__What is required__. Scale by 2.05 the records from the line containing "Quickly — is any flagpole part of this scene?" through the line containing "[250,698,272,732]", and repeat only those lines, requests included. Multiply every bounding-box coordinate in the answers by 2.05 and round to whole numbers, halves up, leaving the request lines unchanged.

__Data supplied__.
[start]

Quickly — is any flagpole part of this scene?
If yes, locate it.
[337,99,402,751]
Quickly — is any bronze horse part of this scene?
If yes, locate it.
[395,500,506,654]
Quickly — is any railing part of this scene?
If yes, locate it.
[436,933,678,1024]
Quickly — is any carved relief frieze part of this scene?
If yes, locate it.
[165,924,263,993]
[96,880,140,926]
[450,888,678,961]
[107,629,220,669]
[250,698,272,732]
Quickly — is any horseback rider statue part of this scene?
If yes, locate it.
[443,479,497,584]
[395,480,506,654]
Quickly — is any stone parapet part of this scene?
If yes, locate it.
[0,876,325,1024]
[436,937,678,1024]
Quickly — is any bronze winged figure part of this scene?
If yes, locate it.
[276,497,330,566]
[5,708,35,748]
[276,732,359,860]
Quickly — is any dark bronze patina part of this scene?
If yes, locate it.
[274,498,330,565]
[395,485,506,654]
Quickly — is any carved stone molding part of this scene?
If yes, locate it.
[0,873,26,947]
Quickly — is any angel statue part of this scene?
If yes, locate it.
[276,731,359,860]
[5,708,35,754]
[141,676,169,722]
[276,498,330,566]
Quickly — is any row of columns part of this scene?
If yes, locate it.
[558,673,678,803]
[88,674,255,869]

[end]
[start]

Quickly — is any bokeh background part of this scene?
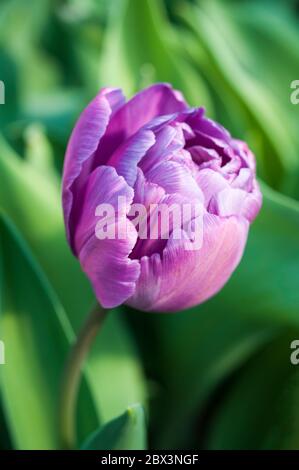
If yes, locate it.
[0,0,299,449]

[end]

__The output__.
Quickly — is any flagpole part of this scene?
If yes, locate it.
[691,203,824,1540]
Quickly — is any bronze horse part of this scene?
If yes, locate it.
[810,1025,1037,1341]
Quickly — is any railing part of this scene?
If yes, locate it.
[894,1913,1390,2099]
Quickly — is any carved relief frieze part of this scene?
If yes, locate it.
[338,1894,539,2036]
[197,1804,287,1898]
[923,1820,1390,1970]
[219,1289,451,1371]
[513,1431,558,1501]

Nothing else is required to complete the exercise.